TEKS YANG DIEKSTRAK ::
4 Oktober 2024

Pentingnya Kesetaraan Gender, pada Film The Stoning of Soraya M

0Shares

Film “The Stoning of Soraya M” adalah sebuah drama adaptasi dari novel yang sama, ditulis oleh Freidoune Sahebjam. Film tersebut adalah kisah nyata yang pernah terjadi pada tahun 1986 di Iran. Film ini bercerita tentang Soraya, perempuan yang berasal dari Iran dan tinggal di suatu desa kecil jauh dari kota. Soraya juga merupakan korban rajam atau dilempari pakai batu sampai mati atas fitnah yang dibuat oleh suaminya, Ali.

Film ini menggambarkan kenyataan pahit kehidupan di Iran dan perjuangan melawan ketidakadilan. Kisah memilukan ini menyoroti ketakutan, ketidakadilan, dan penderitaan yang dialami Soraya. Sementara tetangganya, Zahra tanpa lelah berjuang untuk mengungkap kebenaran. Perjalanan mereka untuk mencari keadilan memperlihatkan diskriminasi dan penindasan yang mengakar terhadap perempuan dalam masyarakat yang didominasi laki-laki.

Film ini berfungsi sebagai pengingat yang kuat akan ketakutan dan penderitaan yang banyak perempuan hadapi di seluruh dunia, menyoroti ketahanan dan tekad mereka untuk memperjuangkan keadilan. “The Stoning of Soraya M” berfungsi sebagai pengingat yang kuat tentang pentingnya kesetaraan gender dan kebutuhan untuk memerangi kekerasan di seluruh dunia.

Ini adalah gambaran pedih dari perjuangan yang perempuan hadapi dalam masyarakat di mana mereka terpinggirkan dan didiskriminasi. Dengan menganalisis bentuk-bentuk perlawanan dalam film seperti “For Sama,” kita dapat memperoleh pemahaman yang lebih besar tentang kekuatan dan ketahanan yang perempuan tampilkan di zona konflik (Chotimah, N, D).

Kesetaraan Gender dan Perlindungan Perempuan.

Dalam film “The stoning of Soraya M”, perspektif patriarki hadir melalui tokoh laki-laki yang mempunyai kekuasaan di desa. Mereka menggunakan norma sosial dan agama untuk membenarkan tindakan mereka terhadap Soraya.

Pertama-tama, suami Soraya, Ali, adalah wakil dari kekuasaan patriarkal. Dia merencanakan tuduhan palsu terhadap Soraya untuk menceraikannya dan menikahi wanita baru. Ali menggunakan statusnya sebagai suami untuk memanipulasi dan memanfaatkan sistem hukum desa yang berpihak pada laki-laki.

Selain Ali, tokoh desa lainnya seperti tokoh agama dan hakim desa juga mewakili perspektif patriarki. Mereka memiliki pengaruh yang kuat dalam mengatur kehidupan masyarakat pedesaan dan menegakkan aturan yang menguntungkan laki-laki. Mereka mendukung tuduhan palsu terhadap Soraya dan menggunakan rajam sebagai alat untuk membatasi kebebasan perempuan.

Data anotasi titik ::
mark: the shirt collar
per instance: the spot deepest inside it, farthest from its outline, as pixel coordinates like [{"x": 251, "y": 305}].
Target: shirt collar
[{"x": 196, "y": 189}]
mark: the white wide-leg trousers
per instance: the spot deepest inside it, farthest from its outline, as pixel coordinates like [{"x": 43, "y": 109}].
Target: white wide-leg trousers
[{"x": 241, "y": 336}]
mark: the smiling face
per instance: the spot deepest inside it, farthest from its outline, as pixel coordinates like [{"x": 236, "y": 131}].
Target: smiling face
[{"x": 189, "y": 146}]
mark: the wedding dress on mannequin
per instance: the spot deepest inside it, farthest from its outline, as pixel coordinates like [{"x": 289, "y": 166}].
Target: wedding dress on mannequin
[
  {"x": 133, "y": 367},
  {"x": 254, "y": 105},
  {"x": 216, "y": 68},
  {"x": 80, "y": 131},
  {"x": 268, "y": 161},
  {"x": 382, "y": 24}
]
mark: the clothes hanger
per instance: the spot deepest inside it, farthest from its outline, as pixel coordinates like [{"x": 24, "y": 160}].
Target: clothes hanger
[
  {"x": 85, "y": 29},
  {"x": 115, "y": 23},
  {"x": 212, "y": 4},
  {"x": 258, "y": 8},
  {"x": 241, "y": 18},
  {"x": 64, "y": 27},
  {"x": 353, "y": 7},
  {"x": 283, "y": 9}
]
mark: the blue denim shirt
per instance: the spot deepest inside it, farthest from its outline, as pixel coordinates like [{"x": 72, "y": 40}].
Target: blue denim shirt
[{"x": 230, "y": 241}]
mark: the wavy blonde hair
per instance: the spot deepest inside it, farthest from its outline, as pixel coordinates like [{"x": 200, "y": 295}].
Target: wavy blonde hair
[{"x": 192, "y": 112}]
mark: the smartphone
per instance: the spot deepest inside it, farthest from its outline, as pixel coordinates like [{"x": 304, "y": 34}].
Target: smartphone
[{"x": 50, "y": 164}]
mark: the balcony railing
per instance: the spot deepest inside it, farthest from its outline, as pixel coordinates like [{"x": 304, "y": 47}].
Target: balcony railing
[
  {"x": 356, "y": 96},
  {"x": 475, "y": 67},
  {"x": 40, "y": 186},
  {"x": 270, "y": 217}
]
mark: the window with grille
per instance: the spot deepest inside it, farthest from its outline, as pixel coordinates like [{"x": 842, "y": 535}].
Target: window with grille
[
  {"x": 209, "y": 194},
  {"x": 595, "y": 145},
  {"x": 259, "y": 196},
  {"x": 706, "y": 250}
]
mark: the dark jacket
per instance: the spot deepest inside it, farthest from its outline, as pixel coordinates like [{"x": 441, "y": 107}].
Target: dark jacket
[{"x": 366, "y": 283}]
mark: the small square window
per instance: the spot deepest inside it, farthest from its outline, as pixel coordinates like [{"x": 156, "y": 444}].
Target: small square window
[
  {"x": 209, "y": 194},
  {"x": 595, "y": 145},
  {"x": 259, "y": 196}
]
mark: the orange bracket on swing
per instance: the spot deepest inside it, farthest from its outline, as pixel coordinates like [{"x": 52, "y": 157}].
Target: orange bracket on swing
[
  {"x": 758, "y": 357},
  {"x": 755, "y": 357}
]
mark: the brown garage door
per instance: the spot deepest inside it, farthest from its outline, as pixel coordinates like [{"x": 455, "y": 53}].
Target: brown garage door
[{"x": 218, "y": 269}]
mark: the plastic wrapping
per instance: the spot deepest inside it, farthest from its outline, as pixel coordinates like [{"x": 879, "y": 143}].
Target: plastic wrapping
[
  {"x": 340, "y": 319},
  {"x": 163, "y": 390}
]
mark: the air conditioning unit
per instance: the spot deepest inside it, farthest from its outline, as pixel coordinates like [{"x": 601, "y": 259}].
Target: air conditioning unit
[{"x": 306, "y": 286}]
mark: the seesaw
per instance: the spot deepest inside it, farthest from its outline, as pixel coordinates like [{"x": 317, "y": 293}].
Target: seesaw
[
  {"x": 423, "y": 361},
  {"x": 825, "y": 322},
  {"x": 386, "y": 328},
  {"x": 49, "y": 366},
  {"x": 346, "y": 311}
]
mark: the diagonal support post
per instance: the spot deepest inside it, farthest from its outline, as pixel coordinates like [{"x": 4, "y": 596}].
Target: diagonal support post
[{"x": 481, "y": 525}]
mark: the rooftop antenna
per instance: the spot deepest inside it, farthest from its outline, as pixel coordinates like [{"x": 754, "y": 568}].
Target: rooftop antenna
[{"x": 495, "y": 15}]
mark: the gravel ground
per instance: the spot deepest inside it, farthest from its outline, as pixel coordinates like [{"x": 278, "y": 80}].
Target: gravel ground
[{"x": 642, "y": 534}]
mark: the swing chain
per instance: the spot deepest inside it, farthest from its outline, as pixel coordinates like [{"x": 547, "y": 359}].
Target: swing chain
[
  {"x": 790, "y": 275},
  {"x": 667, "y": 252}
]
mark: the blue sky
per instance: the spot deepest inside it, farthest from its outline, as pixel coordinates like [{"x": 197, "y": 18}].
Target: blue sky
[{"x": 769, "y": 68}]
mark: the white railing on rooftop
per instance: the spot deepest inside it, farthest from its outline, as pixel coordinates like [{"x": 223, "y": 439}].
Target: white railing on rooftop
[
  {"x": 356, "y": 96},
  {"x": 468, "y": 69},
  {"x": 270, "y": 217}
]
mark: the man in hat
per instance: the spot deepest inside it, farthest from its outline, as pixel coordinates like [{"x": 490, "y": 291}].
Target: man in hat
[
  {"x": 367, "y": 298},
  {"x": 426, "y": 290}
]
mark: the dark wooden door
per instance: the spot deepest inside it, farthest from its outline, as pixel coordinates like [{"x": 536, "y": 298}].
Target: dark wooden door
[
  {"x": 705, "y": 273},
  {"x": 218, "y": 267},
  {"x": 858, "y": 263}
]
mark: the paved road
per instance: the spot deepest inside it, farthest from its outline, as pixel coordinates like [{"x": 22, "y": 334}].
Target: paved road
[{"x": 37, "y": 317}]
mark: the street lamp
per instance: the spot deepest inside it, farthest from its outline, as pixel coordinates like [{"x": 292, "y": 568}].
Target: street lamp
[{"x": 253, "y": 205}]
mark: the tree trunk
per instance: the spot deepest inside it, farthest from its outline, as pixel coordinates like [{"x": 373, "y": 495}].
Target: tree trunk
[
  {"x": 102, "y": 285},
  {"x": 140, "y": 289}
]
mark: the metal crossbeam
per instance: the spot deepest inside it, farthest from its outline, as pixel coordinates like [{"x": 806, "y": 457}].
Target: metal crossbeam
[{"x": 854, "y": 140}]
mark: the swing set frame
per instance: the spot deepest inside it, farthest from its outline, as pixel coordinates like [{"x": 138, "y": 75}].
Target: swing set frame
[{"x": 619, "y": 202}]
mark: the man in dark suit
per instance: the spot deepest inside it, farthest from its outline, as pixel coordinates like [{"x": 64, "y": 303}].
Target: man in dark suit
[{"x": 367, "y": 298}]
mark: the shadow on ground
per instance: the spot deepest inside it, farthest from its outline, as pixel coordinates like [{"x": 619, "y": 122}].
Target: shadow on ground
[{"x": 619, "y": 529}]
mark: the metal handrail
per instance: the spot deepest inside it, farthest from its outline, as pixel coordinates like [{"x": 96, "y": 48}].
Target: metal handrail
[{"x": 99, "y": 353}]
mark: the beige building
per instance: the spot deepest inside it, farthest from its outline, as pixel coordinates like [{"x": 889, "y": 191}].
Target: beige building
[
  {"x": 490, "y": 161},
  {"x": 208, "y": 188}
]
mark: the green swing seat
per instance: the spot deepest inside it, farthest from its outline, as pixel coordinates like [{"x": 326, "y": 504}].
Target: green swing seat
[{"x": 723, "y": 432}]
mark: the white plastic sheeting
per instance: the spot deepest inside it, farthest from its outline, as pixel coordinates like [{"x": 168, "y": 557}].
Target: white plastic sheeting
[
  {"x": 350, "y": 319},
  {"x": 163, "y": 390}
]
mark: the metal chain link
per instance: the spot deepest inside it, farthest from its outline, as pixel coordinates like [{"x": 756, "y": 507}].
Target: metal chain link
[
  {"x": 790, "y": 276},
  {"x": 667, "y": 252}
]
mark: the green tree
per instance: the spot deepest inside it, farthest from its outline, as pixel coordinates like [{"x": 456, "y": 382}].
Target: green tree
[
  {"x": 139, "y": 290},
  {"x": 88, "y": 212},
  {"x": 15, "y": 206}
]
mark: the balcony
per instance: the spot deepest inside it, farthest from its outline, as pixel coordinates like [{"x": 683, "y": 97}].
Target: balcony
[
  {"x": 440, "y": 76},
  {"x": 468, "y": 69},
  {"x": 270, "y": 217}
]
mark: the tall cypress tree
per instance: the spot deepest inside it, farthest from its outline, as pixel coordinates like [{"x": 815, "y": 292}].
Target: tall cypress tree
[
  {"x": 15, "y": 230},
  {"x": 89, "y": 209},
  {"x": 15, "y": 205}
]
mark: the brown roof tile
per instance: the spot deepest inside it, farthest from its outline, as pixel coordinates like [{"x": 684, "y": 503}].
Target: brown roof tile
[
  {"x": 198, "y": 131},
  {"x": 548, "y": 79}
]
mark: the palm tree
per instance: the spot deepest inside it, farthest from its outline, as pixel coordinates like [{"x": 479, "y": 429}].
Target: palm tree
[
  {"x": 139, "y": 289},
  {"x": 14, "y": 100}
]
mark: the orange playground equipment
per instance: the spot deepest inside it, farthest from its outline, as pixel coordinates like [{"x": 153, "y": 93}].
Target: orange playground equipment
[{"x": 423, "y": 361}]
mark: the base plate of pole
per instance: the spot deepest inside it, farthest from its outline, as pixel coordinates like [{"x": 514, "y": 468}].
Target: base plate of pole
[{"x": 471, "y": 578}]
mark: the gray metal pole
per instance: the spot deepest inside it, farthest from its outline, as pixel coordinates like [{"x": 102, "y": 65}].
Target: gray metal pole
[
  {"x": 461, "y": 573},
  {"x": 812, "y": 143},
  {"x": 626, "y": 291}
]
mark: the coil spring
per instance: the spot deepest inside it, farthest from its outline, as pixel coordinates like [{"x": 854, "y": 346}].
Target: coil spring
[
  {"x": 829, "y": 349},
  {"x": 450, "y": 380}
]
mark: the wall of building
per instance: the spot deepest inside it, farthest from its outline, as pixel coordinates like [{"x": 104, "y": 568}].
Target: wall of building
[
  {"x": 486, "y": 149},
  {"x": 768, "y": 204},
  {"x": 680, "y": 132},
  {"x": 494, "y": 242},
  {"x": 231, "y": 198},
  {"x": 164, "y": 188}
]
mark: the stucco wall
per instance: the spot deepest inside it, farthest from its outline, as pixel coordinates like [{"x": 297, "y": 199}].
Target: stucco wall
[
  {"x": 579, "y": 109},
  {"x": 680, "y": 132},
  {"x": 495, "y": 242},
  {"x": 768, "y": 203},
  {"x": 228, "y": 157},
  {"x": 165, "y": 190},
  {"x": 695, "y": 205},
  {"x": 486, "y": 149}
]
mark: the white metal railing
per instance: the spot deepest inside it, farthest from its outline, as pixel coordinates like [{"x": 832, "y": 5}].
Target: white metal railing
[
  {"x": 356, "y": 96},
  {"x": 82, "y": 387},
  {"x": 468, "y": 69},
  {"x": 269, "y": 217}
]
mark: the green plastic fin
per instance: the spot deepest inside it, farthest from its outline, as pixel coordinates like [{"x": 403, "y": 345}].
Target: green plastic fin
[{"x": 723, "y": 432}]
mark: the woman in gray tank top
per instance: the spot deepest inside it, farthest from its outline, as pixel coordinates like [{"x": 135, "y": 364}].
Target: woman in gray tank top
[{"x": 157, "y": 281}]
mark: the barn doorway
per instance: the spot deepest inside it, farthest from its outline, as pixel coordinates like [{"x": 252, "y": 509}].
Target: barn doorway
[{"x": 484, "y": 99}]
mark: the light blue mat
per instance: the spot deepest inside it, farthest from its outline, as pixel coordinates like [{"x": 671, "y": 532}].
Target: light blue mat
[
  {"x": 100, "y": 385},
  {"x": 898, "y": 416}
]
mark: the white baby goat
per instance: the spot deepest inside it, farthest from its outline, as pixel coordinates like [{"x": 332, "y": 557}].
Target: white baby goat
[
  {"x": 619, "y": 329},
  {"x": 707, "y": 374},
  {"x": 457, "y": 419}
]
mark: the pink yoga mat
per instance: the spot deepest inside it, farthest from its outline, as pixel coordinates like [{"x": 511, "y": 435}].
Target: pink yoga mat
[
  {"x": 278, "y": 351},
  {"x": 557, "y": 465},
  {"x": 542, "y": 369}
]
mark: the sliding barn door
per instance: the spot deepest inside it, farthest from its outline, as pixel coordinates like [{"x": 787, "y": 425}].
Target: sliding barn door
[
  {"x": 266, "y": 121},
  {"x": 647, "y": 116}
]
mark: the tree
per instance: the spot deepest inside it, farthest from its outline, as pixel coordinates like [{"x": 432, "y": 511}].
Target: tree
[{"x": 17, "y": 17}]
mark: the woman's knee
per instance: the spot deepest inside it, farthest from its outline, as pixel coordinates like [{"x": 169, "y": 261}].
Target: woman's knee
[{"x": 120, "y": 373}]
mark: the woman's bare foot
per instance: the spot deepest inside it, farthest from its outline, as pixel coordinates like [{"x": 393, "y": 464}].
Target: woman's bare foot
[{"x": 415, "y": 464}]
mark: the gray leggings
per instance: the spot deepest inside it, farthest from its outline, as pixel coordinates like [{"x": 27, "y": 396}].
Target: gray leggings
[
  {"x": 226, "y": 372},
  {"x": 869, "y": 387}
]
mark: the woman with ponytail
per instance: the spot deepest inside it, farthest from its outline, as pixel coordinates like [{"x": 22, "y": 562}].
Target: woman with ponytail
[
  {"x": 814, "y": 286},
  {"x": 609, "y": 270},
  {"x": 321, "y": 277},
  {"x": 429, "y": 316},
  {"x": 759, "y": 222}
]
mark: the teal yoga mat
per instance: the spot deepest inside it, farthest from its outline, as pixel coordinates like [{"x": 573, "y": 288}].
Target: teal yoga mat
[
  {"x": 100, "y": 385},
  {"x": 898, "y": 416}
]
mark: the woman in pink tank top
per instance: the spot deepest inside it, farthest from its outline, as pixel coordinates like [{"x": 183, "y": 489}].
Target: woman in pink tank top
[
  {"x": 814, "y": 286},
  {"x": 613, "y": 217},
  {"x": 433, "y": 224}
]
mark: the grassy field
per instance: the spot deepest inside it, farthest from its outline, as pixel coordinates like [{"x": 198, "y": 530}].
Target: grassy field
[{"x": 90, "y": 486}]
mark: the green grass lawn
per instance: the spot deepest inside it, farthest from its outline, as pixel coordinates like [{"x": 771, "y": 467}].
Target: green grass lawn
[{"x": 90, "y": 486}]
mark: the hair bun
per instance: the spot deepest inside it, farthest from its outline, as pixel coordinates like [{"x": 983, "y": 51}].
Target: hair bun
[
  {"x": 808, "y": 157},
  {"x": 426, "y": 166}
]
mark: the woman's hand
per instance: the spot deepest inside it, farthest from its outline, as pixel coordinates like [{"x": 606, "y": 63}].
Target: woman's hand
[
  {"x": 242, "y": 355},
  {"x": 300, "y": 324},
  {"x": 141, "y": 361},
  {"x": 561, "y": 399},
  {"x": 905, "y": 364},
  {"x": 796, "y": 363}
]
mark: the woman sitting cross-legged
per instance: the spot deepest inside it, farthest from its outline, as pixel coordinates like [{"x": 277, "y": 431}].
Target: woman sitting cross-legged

TUGAS ::
• A. Ringkaslah teks tentang film The Stoning of Soraya M dalam dua kalimat.
• B. Sajikan bagian baris data anotasi yang dimulai dari baris berisi "mark: the woman sitting cross-legged" sampai akhir baris data sebagai daftar JSON berisi string, satu string untuk setiap baris, tanpa baris kosong.
Teks dan baris data tersebut tidak saling berkaitan.

JAWABAN ::
• A. Film “The Stoning of Soraya M” mengangkat kisah nyata tahun 1986 di Iran tentang Soraya, perempuan dari sebuah desa kecil yang dirajam sampai mati karena fitnah suaminya, Ali, sementara tetangganya, Zahra, berjuang mengungkap kebenaran. Film ini menyoroti diskriminasi dan penindasan terhadap perempuan dalam masyarakat yang didominasi laki-laki, tempat Ali, tokoh agama, dan hakim desa memakai norma sosial dan agama untuk membenarkan tindakan mereka, sehingga film ini menjadi pengingat kuat akan pentingnya kesetaraan gender.

• B.
[
  "mark: the woman sitting cross-legged",
  "per instance: the spot deepest inside it, farthest from its outline, as pixel coordinates like [{\"x\": 277, \"y\": 431}].",
  "Target: woman sitting cross-legged"
]